Position annotation records:
'''

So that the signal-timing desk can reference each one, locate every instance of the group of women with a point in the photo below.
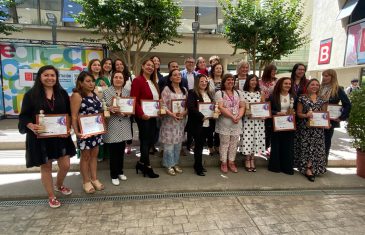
(306, 148)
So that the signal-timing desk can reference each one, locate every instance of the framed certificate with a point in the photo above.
(178, 105)
(241, 83)
(92, 124)
(335, 111)
(261, 110)
(319, 120)
(126, 104)
(284, 123)
(55, 125)
(207, 109)
(150, 107)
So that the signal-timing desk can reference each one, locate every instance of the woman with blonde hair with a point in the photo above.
(242, 70)
(334, 94)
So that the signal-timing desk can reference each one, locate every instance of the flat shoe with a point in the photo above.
(97, 185)
(88, 188)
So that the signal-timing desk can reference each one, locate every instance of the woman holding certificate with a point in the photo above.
(172, 127)
(267, 84)
(44, 98)
(310, 154)
(119, 127)
(334, 94)
(253, 138)
(85, 102)
(282, 142)
(229, 125)
(145, 89)
(200, 125)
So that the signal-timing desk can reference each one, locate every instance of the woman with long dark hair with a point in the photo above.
(282, 143)
(310, 154)
(299, 79)
(48, 96)
(173, 124)
(84, 101)
(200, 127)
(119, 128)
(120, 66)
(334, 94)
(145, 87)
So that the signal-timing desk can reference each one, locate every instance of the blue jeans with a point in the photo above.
(171, 155)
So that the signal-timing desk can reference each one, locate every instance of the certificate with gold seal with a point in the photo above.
(284, 123)
(207, 109)
(260, 110)
(178, 105)
(92, 124)
(54, 125)
(319, 120)
(125, 104)
(334, 110)
(150, 108)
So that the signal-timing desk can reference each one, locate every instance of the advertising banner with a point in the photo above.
(20, 63)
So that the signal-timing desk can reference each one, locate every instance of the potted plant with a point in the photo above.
(356, 128)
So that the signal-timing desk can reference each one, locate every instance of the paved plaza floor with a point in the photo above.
(268, 214)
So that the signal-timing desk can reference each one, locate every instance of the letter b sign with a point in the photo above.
(325, 51)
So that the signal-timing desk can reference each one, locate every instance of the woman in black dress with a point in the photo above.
(282, 143)
(47, 95)
(310, 155)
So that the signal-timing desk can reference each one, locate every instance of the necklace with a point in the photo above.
(50, 104)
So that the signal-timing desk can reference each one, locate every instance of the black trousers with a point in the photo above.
(147, 133)
(268, 132)
(328, 133)
(200, 138)
(116, 162)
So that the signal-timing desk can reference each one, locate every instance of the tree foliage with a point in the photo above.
(266, 29)
(129, 26)
(5, 7)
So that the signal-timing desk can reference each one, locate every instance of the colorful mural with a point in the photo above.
(17, 58)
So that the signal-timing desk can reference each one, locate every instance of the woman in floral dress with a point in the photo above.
(310, 155)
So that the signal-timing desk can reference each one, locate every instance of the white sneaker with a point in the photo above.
(122, 177)
(115, 182)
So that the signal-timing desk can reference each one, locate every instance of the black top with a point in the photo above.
(39, 151)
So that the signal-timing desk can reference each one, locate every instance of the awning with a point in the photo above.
(347, 9)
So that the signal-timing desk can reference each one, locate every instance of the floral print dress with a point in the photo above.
(309, 142)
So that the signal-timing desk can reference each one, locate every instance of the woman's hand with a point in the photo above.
(145, 117)
(34, 127)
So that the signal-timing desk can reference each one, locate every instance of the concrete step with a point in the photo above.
(13, 161)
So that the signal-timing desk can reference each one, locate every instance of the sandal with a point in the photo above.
(88, 188)
(97, 185)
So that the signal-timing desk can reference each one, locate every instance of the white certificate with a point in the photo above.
(126, 104)
(241, 83)
(334, 110)
(261, 110)
(150, 107)
(207, 109)
(319, 119)
(284, 123)
(92, 124)
(54, 125)
(178, 105)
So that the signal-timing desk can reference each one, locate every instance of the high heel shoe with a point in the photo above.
(139, 167)
(149, 172)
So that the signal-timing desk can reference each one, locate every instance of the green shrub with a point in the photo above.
(356, 122)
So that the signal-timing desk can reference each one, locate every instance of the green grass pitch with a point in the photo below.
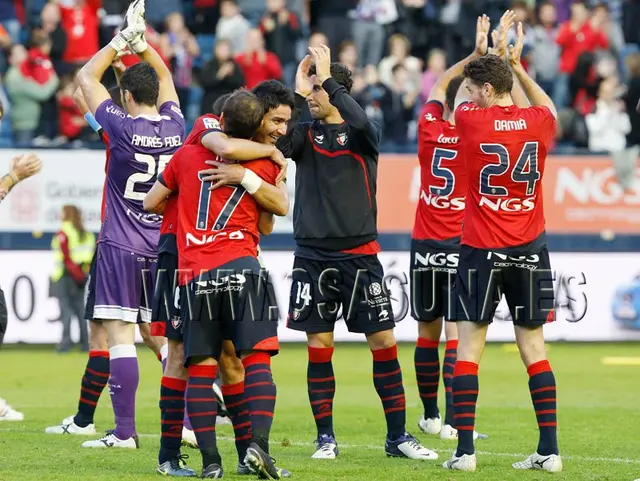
(598, 406)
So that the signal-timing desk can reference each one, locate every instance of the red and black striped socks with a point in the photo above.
(449, 364)
(203, 410)
(95, 378)
(465, 397)
(172, 393)
(387, 379)
(427, 364)
(542, 386)
(238, 409)
(321, 386)
(260, 393)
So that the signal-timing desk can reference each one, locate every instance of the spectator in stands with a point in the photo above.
(28, 83)
(370, 19)
(436, 66)
(73, 126)
(601, 18)
(256, 62)
(50, 25)
(398, 111)
(609, 124)
(546, 51)
(232, 26)
(219, 76)
(348, 55)
(576, 36)
(399, 49)
(252, 10)
(332, 18)
(179, 46)
(80, 23)
(282, 30)
(161, 10)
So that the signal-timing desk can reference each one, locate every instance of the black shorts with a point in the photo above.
(525, 280)
(165, 315)
(320, 288)
(3, 316)
(234, 302)
(433, 272)
(90, 300)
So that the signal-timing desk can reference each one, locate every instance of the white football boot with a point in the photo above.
(189, 438)
(7, 413)
(68, 426)
(466, 462)
(110, 441)
(551, 463)
(430, 425)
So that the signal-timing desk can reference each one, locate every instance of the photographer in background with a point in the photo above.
(22, 167)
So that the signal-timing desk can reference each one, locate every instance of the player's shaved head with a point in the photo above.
(218, 105)
(141, 81)
(242, 114)
(492, 70)
(272, 94)
(452, 91)
(340, 73)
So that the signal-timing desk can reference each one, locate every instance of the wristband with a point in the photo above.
(251, 182)
(91, 120)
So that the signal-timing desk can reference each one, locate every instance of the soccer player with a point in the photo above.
(215, 244)
(435, 243)
(335, 259)
(278, 103)
(142, 141)
(22, 167)
(96, 373)
(503, 247)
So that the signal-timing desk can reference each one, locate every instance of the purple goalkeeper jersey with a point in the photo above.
(140, 147)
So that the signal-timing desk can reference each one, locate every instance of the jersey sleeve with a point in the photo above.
(169, 177)
(265, 169)
(111, 118)
(545, 122)
(173, 111)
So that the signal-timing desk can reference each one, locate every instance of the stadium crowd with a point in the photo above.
(585, 55)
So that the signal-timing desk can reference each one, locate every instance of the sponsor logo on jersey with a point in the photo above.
(211, 124)
(203, 239)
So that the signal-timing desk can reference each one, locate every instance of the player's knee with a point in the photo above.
(531, 345)
(321, 339)
(381, 340)
(175, 361)
(430, 330)
(97, 337)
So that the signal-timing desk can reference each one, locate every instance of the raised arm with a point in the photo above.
(273, 199)
(535, 93)
(22, 167)
(439, 90)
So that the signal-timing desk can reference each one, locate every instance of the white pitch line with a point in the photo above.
(370, 447)
(483, 453)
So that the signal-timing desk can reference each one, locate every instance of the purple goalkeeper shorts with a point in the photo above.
(121, 285)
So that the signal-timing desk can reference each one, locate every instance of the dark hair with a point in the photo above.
(452, 91)
(243, 114)
(340, 73)
(272, 94)
(115, 95)
(218, 105)
(142, 81)
(490, 69)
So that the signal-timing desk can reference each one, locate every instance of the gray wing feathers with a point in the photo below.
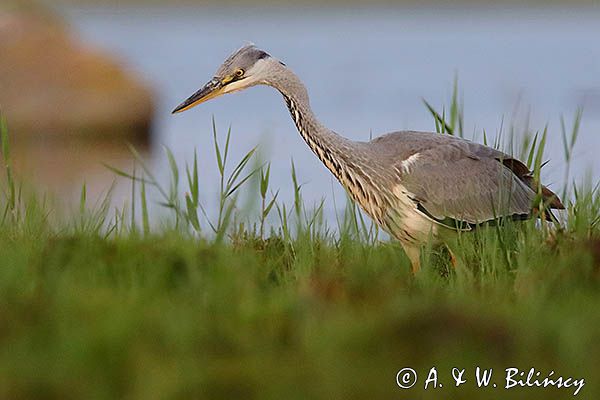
(458, 179)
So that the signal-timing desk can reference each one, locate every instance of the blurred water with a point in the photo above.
(366, 71)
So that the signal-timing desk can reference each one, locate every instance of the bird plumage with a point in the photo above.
(415, 185)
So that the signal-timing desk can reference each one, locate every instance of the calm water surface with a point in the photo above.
(366, 72)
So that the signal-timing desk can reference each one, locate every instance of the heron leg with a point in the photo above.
(453, 259)
(414, 255)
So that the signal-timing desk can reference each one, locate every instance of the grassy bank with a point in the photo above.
(100, 305)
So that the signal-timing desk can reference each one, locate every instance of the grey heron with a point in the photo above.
(417, 186)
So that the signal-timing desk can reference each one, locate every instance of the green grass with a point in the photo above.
(273, 303)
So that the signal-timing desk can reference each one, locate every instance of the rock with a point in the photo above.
(52, 84)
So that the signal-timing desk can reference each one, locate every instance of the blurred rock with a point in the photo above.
(51, 84)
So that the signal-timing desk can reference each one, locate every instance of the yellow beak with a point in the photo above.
(212, 89)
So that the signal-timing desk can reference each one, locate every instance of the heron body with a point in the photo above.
(418, 186)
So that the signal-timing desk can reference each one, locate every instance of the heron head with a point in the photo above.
(248, 66)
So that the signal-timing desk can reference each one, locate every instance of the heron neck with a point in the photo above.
(330, 147)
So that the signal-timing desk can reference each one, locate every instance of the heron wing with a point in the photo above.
(465, 182)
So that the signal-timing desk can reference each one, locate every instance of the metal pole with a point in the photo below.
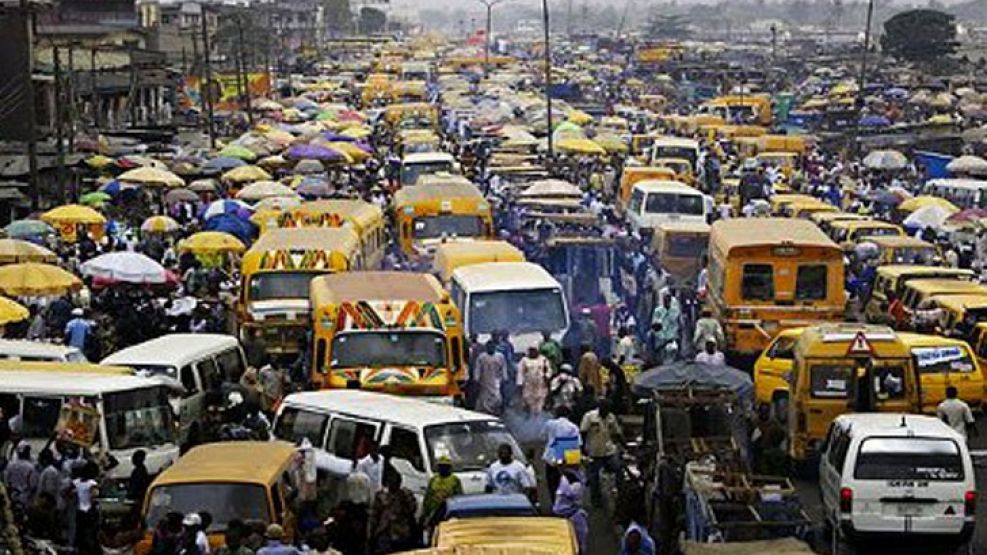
(863, 79)
(32, 134)
(548, 78)
(207, 86)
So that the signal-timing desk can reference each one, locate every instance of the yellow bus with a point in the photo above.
(438, 208)
(770, 274)
(844, 368)
(389, 331)
(273, 308)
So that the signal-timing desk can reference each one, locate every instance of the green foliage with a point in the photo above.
(921, 36)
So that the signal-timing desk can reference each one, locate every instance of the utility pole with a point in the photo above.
(489, 4)
(32, 119)
(548, 78)
(207, 86)
(862, 82)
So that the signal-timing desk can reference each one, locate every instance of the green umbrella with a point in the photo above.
(95, 198)
(237, 151)
(24, 229)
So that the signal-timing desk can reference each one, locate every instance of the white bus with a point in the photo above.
(521, 298)
(965, 193)
(134, 412)
(201, 362)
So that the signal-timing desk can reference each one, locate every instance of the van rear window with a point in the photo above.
(929, 459)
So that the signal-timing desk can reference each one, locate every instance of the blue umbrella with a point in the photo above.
(222, 164)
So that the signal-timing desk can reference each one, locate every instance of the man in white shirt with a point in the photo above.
(506, 475)
(372, 466)
(710, 355)
(955, 412)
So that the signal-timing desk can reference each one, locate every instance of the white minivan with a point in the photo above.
(655, 201)
(201, 362)
(896, 478)
(341, 423)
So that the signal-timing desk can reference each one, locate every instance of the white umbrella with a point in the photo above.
(885, 160)
(932, 215)
(972, 165)
(130, 267)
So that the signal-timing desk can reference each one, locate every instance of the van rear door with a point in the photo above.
(910, 485)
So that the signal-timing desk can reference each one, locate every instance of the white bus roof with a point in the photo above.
(177, 349)
(381, 406)
(427, 158)
(501, 276)
(65, 383)
(665, 186)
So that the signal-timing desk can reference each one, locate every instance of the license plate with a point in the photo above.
(908, 510)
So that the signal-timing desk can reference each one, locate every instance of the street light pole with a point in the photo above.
(548, 78)
(489, 4)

'''

Given instruction:
Write the lines out verbatim, from the one with "the white umbrella" through the last line of the entries, and stop there.

Correct answer:
So that the signal-timing desk can reference each one, locate every instance of the white umbrella with a point in the photo above.
(885, 160)
(932, 215)
(972, 165)
(130, 267)
So that the signal-timing desk can reference each one, locate every instance of the van rear door with a point in the photo above.
(910, 485)
So that the signal-timing desk can reference each one, locate every instance of the white bus roof with a point in the photo above.
(177, 349)
(381, 406)
(427, 158)
(501, 276)
(65, 383)
(665, 186)
So that the signal-timing desk can reference each one, locate every instance of the license plate with a point in the photo above.
(908, 510)
So that the signal-timing desk can reference each one, locate every instance of the street light pole with a point in the photo above.
(548, 78)
(489, 4)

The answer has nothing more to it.